**WORKING DATA**:
==========

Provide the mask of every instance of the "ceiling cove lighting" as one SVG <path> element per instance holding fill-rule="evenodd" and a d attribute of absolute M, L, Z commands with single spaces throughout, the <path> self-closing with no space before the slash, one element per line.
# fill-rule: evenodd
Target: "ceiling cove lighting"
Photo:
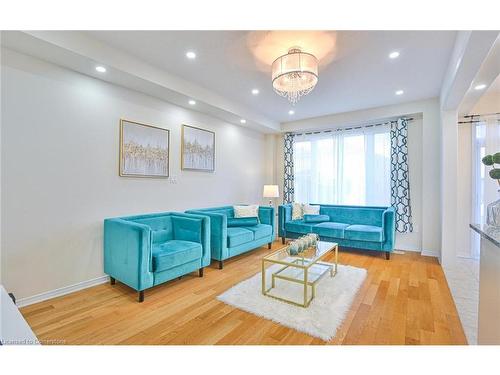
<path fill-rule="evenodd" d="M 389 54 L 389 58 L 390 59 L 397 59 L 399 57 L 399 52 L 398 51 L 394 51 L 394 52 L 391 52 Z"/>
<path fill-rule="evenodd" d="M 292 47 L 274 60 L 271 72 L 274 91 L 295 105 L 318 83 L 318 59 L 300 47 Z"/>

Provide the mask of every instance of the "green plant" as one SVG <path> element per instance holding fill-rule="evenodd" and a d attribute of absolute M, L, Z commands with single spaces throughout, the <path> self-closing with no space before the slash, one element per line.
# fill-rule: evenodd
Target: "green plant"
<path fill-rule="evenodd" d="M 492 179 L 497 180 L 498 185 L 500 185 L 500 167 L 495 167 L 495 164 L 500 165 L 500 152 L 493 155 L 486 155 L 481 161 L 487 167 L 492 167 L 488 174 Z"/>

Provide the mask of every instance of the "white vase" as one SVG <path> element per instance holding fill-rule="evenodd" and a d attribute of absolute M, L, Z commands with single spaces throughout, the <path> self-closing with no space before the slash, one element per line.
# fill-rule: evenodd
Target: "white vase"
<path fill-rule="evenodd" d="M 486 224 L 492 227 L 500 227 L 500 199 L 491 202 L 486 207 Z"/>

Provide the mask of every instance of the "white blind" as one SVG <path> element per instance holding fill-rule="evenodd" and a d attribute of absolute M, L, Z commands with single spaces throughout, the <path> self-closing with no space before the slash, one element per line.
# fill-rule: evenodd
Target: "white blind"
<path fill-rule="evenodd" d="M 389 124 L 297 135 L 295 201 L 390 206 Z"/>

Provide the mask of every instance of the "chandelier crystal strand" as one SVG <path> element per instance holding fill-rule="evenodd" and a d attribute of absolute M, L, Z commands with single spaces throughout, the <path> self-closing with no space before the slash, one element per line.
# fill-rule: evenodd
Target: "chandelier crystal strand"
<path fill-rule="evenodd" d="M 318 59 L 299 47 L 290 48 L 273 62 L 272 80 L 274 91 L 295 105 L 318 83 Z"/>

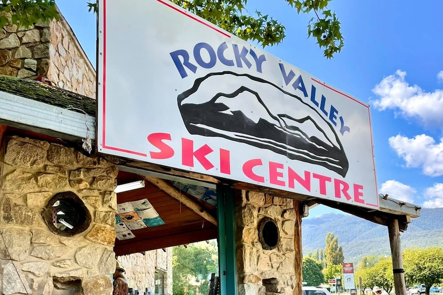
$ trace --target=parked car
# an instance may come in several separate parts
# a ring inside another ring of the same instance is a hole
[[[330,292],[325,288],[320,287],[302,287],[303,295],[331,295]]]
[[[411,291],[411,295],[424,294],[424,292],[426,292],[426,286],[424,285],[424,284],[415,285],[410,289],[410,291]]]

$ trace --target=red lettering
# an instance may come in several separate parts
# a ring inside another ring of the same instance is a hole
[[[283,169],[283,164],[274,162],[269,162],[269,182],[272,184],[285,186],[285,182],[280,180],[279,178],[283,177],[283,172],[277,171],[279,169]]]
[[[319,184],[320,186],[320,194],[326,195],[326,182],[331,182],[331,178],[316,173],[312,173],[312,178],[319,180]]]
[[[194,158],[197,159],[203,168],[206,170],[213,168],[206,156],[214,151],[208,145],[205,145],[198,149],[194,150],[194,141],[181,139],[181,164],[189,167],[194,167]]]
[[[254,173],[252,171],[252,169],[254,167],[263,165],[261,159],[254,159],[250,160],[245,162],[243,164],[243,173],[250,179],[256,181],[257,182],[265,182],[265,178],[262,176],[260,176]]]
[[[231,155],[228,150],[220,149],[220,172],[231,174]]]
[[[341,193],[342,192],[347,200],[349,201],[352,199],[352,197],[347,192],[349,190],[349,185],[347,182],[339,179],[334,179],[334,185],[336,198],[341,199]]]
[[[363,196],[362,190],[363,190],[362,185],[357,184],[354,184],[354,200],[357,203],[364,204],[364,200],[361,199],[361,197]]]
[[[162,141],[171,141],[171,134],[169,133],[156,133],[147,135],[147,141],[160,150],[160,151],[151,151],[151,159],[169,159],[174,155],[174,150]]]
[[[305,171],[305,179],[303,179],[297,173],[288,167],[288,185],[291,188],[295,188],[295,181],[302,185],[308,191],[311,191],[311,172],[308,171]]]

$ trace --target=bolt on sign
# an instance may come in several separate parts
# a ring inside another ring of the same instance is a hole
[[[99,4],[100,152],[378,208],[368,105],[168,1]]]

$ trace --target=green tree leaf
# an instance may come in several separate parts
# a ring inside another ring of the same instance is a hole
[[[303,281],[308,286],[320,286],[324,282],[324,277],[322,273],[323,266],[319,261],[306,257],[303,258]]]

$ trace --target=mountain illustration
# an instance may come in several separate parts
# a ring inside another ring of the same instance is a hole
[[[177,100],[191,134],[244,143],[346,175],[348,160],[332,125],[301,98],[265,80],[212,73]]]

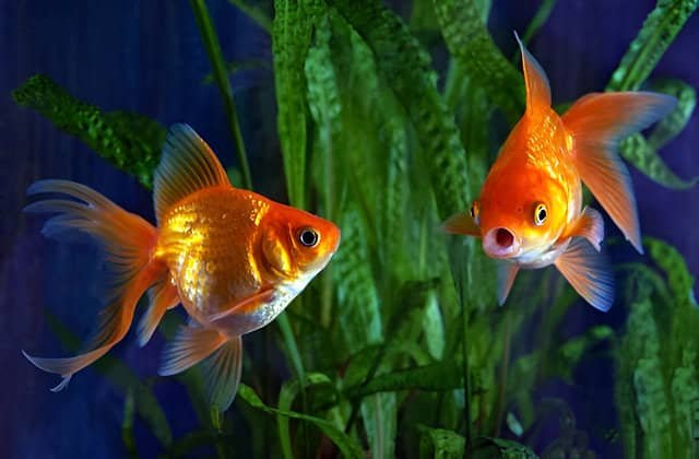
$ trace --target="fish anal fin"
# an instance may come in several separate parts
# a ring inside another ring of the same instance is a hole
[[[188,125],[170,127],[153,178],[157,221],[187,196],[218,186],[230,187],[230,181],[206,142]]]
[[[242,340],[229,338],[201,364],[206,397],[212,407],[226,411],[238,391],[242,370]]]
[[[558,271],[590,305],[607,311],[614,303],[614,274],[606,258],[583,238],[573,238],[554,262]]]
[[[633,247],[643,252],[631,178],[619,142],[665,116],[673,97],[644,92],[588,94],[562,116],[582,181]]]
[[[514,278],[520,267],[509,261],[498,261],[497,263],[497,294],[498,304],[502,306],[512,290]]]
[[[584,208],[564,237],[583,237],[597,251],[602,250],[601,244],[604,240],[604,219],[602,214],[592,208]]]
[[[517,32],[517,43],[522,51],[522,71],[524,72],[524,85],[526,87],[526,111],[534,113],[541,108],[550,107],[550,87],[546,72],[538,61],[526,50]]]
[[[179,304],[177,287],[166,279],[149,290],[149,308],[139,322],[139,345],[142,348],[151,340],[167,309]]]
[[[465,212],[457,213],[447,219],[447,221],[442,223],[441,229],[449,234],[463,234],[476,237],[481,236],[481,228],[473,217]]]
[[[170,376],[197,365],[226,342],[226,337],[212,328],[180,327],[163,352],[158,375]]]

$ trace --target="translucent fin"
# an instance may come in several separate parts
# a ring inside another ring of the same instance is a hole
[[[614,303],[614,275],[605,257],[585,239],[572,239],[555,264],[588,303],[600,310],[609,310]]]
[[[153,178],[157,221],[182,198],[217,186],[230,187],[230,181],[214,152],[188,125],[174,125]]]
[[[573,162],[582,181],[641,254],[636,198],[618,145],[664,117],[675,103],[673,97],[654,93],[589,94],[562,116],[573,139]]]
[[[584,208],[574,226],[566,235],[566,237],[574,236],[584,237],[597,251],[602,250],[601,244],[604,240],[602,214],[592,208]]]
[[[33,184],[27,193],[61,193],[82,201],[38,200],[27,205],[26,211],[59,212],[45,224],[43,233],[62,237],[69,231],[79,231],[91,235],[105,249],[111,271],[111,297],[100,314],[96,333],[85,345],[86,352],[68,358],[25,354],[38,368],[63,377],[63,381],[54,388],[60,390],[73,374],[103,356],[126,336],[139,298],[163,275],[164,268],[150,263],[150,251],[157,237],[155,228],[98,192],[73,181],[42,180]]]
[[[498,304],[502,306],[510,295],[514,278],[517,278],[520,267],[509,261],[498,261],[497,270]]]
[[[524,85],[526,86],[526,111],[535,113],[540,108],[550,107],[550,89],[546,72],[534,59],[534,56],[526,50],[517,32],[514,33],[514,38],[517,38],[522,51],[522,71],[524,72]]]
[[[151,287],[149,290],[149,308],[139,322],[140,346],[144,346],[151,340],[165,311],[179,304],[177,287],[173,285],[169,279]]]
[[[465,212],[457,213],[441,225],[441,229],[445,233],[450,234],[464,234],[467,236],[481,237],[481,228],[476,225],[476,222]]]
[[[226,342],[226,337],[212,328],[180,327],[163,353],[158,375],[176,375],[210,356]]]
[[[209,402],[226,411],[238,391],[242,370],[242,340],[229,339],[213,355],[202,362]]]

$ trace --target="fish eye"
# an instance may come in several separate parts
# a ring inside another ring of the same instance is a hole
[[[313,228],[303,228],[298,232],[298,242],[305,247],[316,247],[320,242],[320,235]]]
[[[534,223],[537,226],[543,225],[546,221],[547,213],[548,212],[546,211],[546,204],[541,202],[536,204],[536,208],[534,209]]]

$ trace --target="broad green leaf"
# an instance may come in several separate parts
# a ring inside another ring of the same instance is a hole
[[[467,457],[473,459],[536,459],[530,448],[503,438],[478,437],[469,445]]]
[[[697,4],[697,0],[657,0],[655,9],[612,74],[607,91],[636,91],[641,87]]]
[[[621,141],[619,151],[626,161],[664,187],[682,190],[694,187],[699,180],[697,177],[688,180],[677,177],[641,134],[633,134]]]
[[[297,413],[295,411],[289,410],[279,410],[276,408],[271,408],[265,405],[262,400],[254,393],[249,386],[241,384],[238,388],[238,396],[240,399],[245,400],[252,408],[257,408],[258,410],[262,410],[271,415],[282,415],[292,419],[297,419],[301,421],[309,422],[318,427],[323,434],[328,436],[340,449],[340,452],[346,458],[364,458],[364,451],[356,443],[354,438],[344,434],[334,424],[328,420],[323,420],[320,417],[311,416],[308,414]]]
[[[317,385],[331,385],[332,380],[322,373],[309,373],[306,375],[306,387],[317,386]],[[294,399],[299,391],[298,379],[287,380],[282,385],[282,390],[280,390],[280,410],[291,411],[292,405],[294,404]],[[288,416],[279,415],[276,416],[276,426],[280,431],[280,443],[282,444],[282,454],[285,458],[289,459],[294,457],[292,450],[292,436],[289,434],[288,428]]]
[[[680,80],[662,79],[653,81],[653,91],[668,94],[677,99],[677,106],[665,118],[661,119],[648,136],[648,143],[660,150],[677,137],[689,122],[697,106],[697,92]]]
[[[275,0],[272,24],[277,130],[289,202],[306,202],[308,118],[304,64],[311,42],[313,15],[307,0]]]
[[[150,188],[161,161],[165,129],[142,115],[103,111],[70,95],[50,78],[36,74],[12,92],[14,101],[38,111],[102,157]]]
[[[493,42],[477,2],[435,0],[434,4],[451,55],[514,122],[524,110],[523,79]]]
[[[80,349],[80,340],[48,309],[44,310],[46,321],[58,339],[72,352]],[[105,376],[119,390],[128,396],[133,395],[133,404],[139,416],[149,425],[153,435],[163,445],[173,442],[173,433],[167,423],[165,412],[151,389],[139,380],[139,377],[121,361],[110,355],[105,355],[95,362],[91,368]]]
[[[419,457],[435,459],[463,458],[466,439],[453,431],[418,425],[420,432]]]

==========

**GIVEN PROBLEM**:
Pick out each line of the rows above that contains the string "green". Case counts.

**THE OUTPUT**:
Provide the mask of every instance of the "green plant" as one SVG <path> element per instance holding fill-rule="evenodd" and a d attribute of absolute M, L, Z commands with single spaces throughout, the <path> self-closing with no space before the slash, one element per line.
Target: "green plant"
$ trace --target=green tree leaf
$ trace --target="broad green leaf"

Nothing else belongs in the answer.